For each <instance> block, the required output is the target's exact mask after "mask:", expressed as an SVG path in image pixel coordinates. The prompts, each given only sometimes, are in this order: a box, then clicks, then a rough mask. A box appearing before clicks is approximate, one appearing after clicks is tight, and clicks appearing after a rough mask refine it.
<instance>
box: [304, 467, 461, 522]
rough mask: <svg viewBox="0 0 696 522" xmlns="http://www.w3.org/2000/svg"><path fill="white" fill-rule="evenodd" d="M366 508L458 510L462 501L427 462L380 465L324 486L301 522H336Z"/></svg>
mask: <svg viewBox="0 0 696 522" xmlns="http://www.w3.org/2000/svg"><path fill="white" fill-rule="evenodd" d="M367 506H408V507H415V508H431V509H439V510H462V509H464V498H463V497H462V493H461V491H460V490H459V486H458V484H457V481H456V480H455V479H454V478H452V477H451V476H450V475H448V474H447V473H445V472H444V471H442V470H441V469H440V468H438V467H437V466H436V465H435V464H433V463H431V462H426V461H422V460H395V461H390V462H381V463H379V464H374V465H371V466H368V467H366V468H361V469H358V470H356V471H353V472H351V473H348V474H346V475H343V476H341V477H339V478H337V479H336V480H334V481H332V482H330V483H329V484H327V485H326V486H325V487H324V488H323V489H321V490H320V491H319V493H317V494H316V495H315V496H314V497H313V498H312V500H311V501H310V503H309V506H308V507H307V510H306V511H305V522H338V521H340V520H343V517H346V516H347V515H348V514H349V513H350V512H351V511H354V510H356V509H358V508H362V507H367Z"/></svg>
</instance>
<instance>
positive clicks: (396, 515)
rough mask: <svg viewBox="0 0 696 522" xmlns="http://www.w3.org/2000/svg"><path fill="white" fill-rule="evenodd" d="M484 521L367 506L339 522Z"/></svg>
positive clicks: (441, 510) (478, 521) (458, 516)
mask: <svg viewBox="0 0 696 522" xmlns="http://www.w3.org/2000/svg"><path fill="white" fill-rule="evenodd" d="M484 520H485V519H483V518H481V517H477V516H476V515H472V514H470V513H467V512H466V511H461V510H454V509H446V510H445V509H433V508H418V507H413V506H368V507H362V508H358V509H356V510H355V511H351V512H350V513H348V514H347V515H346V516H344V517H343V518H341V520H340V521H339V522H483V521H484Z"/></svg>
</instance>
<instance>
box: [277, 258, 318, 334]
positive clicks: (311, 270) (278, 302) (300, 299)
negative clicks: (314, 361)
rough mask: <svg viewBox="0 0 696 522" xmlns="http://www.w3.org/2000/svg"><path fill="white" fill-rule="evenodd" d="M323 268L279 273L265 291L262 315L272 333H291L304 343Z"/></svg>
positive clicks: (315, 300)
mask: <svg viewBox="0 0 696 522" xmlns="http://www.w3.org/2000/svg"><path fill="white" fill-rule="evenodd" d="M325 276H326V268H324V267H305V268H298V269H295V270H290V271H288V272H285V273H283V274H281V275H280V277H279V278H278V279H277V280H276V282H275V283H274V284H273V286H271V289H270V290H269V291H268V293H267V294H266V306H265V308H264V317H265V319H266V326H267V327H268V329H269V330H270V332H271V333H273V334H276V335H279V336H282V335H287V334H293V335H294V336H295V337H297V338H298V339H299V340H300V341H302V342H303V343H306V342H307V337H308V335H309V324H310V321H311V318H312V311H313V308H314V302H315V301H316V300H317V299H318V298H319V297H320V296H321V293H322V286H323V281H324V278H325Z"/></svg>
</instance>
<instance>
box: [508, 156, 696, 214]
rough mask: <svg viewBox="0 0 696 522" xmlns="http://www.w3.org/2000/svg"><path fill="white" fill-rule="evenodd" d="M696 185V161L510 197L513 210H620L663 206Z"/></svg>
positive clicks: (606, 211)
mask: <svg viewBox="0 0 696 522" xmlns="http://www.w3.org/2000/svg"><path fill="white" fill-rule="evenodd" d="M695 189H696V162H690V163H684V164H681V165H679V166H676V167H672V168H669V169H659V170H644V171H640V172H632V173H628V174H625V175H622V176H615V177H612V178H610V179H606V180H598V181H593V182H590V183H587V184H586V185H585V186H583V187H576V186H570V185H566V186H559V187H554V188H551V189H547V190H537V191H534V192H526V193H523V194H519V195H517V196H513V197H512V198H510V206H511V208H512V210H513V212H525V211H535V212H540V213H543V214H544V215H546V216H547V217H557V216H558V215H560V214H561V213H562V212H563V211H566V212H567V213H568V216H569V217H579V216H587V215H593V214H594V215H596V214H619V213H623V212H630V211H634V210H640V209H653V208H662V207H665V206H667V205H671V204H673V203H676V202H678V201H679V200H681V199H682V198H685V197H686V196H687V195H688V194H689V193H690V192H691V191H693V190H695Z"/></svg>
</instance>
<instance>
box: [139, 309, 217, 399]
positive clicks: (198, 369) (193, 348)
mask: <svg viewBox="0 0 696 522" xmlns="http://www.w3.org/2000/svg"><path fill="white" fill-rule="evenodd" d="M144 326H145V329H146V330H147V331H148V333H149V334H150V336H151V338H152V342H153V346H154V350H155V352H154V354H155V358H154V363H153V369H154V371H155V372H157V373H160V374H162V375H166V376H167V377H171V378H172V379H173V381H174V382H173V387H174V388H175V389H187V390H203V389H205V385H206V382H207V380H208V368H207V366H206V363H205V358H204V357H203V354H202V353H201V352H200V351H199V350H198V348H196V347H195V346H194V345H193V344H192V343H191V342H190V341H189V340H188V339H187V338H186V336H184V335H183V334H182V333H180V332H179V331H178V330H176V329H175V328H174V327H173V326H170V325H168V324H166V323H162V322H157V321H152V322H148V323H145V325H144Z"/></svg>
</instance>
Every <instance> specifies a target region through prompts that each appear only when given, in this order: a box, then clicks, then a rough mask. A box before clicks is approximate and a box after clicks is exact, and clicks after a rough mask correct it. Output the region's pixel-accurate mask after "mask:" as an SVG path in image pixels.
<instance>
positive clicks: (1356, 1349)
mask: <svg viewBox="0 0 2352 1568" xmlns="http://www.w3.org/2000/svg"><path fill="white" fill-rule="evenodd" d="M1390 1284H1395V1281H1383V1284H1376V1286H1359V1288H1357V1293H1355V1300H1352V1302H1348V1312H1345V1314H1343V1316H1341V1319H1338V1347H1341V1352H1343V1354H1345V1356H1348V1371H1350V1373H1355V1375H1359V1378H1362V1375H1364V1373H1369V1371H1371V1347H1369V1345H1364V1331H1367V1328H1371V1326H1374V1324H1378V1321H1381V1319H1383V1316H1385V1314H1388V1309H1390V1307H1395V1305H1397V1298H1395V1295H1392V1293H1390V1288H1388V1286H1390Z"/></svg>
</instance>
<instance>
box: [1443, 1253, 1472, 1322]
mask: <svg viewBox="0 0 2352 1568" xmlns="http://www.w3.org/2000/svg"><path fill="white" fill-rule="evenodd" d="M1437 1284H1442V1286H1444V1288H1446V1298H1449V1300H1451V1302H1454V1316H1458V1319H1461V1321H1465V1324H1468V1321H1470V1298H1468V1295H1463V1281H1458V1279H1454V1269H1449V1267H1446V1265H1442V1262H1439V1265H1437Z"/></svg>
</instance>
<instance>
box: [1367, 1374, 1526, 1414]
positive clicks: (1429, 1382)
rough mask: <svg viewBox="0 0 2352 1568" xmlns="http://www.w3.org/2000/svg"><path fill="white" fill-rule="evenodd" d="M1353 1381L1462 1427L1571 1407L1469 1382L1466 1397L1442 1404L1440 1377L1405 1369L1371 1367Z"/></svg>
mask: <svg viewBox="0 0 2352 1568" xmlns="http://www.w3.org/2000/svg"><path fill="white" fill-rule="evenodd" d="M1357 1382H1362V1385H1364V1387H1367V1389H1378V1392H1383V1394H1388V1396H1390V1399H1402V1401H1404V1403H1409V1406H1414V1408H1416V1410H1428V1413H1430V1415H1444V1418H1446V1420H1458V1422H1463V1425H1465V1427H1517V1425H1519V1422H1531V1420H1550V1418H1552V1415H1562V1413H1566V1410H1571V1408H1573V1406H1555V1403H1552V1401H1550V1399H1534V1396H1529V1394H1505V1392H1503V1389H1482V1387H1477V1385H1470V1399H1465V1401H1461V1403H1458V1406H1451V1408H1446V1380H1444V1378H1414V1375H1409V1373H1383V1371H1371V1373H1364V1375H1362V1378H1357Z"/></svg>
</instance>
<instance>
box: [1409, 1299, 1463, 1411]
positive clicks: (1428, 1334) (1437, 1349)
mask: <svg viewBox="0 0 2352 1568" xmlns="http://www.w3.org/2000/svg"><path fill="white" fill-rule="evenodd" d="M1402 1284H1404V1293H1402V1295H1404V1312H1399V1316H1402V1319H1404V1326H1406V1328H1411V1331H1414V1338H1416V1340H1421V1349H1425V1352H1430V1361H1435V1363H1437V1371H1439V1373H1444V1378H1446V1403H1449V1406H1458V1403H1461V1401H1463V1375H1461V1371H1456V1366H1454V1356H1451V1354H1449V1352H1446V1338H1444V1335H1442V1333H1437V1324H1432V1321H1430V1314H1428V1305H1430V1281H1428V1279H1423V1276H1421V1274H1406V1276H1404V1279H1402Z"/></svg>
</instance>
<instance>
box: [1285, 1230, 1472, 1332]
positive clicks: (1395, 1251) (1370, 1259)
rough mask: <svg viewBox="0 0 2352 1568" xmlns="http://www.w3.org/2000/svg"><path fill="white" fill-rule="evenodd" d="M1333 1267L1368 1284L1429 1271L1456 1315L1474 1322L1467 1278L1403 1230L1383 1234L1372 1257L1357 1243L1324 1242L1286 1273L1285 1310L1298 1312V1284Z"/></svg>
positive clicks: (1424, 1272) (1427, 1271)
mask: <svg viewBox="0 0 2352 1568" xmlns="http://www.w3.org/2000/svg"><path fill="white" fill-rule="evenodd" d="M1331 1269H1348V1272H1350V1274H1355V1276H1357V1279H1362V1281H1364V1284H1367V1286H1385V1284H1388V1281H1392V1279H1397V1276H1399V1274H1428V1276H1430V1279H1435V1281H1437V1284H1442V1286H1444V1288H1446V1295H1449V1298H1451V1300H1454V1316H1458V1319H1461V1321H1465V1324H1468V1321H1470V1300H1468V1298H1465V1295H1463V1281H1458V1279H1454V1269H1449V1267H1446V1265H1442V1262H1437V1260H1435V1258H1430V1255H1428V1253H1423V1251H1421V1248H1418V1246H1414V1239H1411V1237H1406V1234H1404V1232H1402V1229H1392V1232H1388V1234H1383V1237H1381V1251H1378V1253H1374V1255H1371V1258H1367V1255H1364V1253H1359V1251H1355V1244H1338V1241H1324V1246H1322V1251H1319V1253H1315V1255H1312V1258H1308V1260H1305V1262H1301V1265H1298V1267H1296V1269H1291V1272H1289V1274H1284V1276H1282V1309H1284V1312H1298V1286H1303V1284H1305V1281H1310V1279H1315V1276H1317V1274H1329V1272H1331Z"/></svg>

Assignment:
Would you filter the records and copy each line that contains the word "exact"?

Result for this task:
For each <instance> block, the required output is the target's exact mask after "mask:", expressed as an SVG path in image pixel coordinates. The prompts, each given only sometimes, are in this order: a box, then clicks, then a rough mask. A box appearing before clicks is approximate, one appearing after clicks is tight, and clicks appearing after a rough mask refine it.
Every <instance> specifies a target region through prompts that each appear only when given, in this order: a box, then clicks, then a rough mask. A box before clicks is approximate and a box after clicks is exact, and clicks after a rough mask correct it. Output the region's pixel-accurate mask after "mask:" as an SVG path in image pixels.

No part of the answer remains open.